The Hither Plain station remained in operation until 1933, when it was decommissioned as the U.S. Coast Guard absorbed the Life-Saving Service’s functions. By 1948, it was formally decommissioned. The Ditch Plain station served until prohibition-era reactivation in 1924 — Montauk had become a significant center for rum-running, and the federal government briefly pressed its coastal watchers back into service to monitor the traffic — before closing again with the end of Prohibition in 1933 (Montauk Historical Society). The buildings were eventually razed. The men scattered back into the fishing communities and local families from which they had come.
What they ate at those stations went with them, absorbed into household cooking that never needed to advertise its origins, never needed to become a menu item or a tourist attraction, never needed to call itself anything at all.

▸ **Goal**: Please print the passage on the Montauk life-saving stations word for word, starting with "The Hither Plain" and going on through "anything at all.".

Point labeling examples

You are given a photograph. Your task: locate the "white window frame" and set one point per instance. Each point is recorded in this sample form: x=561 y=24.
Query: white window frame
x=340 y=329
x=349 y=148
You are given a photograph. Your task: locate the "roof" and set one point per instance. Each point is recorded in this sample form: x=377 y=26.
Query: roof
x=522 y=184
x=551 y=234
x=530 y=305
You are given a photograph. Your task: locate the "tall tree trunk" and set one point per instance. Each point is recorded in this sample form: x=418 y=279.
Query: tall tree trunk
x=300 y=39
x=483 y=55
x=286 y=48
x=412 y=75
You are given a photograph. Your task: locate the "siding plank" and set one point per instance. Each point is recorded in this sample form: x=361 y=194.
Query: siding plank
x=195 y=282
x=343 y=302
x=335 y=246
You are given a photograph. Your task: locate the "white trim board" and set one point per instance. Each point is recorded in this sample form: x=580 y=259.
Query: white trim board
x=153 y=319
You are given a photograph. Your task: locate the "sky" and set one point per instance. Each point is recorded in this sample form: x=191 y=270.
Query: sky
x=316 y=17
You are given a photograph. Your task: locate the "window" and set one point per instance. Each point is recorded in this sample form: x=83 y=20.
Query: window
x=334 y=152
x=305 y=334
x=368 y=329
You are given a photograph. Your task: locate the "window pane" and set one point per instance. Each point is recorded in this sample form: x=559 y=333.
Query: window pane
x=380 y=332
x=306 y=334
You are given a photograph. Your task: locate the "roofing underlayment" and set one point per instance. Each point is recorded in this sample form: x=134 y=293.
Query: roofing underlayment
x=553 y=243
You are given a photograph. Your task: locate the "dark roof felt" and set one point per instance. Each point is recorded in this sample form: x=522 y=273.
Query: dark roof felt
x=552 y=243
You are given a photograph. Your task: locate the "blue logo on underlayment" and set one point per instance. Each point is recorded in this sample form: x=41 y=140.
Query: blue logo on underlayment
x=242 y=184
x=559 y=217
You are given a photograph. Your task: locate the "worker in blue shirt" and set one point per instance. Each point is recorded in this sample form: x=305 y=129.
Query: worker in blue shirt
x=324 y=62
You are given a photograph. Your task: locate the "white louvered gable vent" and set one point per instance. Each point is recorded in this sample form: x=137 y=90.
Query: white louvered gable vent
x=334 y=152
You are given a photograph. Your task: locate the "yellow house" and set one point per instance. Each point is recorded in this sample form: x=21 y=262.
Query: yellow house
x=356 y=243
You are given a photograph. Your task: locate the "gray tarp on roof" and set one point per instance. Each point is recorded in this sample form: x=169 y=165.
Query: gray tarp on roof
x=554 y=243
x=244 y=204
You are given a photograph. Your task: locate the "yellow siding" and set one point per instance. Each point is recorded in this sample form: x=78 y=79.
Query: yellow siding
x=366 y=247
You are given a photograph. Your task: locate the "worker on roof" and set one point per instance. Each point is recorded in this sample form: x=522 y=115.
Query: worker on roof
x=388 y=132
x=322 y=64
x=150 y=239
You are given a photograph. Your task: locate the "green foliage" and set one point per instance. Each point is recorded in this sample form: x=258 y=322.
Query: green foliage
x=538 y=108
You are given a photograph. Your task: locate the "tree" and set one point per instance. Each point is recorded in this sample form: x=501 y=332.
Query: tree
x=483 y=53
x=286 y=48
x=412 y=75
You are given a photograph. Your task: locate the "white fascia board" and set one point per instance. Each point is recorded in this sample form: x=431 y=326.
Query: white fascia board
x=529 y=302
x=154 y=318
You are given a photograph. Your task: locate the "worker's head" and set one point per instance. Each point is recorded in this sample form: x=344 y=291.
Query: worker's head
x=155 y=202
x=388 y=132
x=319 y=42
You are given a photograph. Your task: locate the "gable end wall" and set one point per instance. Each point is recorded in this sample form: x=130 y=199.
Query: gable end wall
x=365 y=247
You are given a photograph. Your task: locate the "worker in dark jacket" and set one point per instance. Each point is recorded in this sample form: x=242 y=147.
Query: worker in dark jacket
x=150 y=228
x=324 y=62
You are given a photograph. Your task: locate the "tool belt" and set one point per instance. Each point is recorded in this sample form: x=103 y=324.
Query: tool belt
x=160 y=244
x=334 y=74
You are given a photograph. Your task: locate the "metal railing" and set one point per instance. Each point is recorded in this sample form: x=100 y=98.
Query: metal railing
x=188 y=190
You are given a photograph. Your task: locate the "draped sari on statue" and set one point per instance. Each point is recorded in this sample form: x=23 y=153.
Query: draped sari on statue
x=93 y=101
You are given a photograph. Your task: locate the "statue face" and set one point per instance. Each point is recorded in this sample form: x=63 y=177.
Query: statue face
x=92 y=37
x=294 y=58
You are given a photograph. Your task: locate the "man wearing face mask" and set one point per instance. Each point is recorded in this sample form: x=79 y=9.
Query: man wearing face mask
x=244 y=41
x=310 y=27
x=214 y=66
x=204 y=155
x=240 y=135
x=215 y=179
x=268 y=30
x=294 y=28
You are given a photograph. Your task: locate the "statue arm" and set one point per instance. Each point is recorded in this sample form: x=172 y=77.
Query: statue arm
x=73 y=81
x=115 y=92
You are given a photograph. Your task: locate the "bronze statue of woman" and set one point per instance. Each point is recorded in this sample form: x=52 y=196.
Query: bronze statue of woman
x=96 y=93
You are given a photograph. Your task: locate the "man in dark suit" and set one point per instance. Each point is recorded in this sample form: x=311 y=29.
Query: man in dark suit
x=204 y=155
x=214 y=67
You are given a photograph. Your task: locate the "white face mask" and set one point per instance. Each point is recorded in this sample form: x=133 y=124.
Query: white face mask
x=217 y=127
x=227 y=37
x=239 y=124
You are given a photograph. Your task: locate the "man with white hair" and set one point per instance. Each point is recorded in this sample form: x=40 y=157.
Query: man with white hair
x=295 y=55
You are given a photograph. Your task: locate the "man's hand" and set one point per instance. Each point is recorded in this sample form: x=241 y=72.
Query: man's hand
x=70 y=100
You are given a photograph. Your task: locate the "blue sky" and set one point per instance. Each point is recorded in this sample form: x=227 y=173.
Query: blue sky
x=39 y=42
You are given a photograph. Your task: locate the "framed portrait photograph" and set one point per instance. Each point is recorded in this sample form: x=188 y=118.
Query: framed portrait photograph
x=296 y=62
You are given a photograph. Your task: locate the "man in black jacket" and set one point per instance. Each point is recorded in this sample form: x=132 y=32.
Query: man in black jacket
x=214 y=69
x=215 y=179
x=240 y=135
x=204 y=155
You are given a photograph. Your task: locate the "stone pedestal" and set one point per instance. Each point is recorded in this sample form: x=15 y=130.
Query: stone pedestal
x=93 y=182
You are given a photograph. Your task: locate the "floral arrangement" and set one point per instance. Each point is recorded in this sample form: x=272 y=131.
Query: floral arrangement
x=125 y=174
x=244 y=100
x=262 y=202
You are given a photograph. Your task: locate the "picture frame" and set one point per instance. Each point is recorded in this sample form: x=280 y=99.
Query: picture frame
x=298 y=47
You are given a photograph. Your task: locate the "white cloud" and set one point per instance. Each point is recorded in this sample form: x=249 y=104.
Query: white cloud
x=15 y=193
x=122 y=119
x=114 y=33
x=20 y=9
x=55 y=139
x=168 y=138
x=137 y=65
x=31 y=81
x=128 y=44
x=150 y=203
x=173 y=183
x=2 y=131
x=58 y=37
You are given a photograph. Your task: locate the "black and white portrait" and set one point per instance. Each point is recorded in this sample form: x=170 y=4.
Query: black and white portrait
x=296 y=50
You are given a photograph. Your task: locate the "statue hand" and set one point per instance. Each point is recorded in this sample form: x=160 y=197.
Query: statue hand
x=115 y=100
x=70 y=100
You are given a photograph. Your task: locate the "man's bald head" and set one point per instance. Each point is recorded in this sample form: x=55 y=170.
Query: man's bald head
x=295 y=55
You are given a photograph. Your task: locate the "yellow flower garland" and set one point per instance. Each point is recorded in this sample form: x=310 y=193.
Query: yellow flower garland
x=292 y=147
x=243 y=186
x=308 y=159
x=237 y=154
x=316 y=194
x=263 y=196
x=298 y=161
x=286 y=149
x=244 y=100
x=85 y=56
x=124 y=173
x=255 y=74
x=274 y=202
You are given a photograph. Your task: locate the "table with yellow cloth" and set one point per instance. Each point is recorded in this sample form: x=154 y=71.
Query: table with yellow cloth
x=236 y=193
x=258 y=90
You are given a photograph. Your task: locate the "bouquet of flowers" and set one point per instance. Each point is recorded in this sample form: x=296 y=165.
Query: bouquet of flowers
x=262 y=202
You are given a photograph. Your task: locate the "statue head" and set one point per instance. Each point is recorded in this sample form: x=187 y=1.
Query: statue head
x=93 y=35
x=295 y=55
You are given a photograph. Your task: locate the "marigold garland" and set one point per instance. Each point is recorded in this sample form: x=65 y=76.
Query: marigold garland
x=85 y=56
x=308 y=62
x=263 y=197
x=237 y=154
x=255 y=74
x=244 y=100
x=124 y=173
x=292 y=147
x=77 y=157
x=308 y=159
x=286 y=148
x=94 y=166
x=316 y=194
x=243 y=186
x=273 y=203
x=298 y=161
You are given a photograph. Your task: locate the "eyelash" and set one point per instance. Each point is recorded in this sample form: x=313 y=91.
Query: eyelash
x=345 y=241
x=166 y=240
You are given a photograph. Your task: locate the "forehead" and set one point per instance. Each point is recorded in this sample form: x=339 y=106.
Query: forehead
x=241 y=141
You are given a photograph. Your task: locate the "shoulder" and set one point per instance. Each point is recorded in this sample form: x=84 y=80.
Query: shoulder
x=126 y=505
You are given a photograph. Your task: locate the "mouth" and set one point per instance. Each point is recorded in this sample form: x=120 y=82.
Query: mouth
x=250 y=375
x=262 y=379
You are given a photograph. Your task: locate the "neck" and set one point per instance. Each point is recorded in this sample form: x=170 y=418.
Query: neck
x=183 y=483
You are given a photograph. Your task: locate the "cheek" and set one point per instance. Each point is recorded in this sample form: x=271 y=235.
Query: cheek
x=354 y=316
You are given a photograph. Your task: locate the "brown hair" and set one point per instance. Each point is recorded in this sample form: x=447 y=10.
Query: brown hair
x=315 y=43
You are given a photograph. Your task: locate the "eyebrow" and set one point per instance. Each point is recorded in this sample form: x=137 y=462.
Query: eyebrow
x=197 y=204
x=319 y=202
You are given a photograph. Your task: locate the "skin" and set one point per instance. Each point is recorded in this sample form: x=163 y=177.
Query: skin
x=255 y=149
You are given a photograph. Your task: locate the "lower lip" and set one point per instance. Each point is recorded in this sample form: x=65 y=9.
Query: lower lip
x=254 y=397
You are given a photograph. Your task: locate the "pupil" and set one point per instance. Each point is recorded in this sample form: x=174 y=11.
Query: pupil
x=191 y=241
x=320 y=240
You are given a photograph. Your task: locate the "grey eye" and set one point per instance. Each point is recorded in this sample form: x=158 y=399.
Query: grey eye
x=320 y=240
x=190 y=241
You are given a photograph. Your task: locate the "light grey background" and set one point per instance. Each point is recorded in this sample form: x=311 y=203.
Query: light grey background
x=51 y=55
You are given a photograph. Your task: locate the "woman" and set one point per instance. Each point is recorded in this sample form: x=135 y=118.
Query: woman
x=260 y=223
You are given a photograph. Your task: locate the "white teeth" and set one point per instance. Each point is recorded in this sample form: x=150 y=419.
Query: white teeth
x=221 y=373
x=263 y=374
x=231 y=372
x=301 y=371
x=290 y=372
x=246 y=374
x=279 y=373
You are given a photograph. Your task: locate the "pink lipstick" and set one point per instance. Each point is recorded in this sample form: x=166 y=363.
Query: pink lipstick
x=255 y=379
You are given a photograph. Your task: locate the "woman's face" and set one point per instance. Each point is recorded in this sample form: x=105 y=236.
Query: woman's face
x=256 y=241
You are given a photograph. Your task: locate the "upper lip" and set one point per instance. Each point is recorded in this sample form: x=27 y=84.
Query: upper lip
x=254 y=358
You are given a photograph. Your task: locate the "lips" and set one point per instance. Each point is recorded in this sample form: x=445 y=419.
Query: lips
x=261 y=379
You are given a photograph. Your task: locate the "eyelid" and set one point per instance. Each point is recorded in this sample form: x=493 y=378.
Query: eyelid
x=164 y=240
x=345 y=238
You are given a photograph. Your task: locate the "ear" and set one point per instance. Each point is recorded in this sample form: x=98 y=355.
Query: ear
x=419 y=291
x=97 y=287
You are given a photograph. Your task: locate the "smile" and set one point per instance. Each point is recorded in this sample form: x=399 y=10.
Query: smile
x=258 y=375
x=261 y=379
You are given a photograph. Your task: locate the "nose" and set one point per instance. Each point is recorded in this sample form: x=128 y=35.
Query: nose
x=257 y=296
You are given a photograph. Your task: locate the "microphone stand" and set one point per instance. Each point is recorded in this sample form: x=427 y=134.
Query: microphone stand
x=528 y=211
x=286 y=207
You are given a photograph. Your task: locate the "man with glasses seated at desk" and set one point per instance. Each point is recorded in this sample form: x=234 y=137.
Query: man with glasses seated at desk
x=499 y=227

▸ **Exercise result**:
The Hither Plain station remained in operation until 1933, when it was decommissioned as the U.S. Coast Guard absorbed the Life-Saving Service’s functions. By 1948, it was formally decommissioned. The Ditch Plain station served until prohibition-era reactivation in 1924 — Montauk had become a significant center for rum-running, and the federal government briefly pressed its coastal watchers back into service to monitor the traffic — before closing again with the end of Prohibition in 1933 (Montauk Historical Society). The buildings were eventually razed. The men scattered back into the fishing communities and local families from which they had come.
What they ate at those stations went with them, absorbed into household cooking that never needed to advertise its origins, never needed to become a menu item or a tourist attraction, never needed to call itself anything at all.